__Given task a__
In the Oracle backup text, which mode must the database be in for an online backup?

__Provided passage__
Whenever the schema of the database is changed, such as a new datafile
is added or a file is renamed or a tablespace is created or dropped,
shutdown the database and at least make a copy of the control file and
the newly added datafile. A complete backup of the database is
preferred.

Online Backup
=============

At sites where a database must operate 24-hours per day and when it is
not feasible to take offline backups, then an alternative is provided
by Oracle where physical backups are performed while the database remains
available for both reading and updating. For this kind of backup the
database must be in ARCHIVELOG mode. Only data files and current
control file need to be backed up. Unlike offline backups, the unit of
a online backup is a tablespace, and any or all tablespaces can backed
up whenever needed. Different datafiles can be backed up at different
times.

Procedure
---------

ALTER TABLESPACE ts_name BEGIN BACKUP

Then perform an operating system backup of all datafiles in that
tablespace. Once the backup is completed then it is very important
to issue the command:

ALTER TABLESPACE ts_name END BACKUP

All this must be done while the database is open.

__Given task b__
Count the lines of the rows below that contain the string "smartphone", treating case as significant, and give only the number.

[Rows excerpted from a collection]
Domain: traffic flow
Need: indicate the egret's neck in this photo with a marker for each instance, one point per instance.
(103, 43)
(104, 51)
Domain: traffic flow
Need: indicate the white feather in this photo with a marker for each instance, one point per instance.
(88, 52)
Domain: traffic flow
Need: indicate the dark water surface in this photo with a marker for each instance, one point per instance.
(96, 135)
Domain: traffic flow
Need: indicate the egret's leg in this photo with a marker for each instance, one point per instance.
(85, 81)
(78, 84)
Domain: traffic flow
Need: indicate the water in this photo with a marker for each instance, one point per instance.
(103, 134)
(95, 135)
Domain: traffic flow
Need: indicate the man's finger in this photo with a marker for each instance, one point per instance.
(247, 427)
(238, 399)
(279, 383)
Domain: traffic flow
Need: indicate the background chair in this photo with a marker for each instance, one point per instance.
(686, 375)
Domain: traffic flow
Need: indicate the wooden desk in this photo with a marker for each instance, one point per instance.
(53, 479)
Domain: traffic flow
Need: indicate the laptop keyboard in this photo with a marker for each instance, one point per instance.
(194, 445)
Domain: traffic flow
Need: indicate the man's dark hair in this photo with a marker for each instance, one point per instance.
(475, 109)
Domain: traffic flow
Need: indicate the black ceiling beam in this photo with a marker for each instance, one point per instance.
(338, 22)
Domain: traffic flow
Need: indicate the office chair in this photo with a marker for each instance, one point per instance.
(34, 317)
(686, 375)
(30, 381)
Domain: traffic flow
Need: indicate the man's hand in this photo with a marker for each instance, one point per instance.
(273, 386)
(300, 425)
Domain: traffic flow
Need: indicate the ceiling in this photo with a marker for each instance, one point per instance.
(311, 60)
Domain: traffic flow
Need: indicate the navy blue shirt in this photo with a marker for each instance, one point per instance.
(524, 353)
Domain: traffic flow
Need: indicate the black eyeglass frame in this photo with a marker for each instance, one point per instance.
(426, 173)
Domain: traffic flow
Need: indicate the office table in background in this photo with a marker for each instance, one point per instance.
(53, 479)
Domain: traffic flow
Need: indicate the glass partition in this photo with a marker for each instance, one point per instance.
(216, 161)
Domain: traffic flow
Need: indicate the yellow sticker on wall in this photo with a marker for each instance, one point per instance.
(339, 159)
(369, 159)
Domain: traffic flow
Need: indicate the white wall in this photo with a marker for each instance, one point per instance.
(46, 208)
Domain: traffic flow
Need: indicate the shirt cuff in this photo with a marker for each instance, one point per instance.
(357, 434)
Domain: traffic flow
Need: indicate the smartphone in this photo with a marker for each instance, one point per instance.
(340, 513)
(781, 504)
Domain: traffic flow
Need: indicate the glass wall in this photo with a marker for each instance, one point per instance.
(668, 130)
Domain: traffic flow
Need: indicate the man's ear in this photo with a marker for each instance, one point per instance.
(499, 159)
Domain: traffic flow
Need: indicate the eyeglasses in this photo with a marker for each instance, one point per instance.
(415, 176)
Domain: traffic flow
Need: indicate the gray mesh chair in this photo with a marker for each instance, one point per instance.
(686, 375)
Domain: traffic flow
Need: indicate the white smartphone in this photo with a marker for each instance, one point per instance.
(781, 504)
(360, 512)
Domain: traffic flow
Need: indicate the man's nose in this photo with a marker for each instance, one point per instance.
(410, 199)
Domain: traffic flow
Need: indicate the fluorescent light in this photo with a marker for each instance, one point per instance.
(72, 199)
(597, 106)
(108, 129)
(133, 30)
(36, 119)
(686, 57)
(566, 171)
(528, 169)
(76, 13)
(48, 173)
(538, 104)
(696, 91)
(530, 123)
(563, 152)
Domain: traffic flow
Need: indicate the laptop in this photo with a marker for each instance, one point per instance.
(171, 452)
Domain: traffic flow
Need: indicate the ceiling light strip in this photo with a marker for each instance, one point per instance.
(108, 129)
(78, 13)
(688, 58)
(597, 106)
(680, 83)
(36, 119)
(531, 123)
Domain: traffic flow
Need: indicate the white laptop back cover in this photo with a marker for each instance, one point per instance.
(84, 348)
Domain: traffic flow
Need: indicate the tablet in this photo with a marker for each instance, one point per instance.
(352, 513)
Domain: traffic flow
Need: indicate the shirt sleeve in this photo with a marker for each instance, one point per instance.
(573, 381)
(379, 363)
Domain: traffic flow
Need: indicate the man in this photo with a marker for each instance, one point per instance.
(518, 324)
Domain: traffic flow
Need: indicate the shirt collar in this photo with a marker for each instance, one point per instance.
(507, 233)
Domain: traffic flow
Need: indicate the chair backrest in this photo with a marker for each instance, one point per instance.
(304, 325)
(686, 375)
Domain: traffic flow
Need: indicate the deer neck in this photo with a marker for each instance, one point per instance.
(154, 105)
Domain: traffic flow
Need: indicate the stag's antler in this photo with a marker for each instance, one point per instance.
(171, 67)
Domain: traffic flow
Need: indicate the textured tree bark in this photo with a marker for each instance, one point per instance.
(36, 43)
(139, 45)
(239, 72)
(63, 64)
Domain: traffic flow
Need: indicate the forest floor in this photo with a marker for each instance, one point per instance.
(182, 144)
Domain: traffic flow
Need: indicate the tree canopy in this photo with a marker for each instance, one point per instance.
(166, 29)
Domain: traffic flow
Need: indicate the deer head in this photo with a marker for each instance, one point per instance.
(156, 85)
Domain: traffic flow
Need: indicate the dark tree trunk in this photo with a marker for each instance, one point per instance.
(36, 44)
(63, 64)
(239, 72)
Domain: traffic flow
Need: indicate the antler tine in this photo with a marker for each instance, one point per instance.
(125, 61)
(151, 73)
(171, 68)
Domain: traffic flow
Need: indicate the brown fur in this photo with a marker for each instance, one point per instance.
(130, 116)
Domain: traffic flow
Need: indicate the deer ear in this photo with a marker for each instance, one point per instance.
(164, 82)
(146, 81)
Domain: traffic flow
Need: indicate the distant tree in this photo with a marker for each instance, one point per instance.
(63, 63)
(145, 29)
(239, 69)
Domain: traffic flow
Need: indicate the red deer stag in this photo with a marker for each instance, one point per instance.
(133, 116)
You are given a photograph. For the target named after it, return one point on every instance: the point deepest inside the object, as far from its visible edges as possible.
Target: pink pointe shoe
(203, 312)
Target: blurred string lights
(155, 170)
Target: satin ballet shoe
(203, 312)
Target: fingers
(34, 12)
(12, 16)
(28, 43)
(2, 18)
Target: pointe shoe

__Full output a__
ARCHIVELOG mode.

__Full output b__
2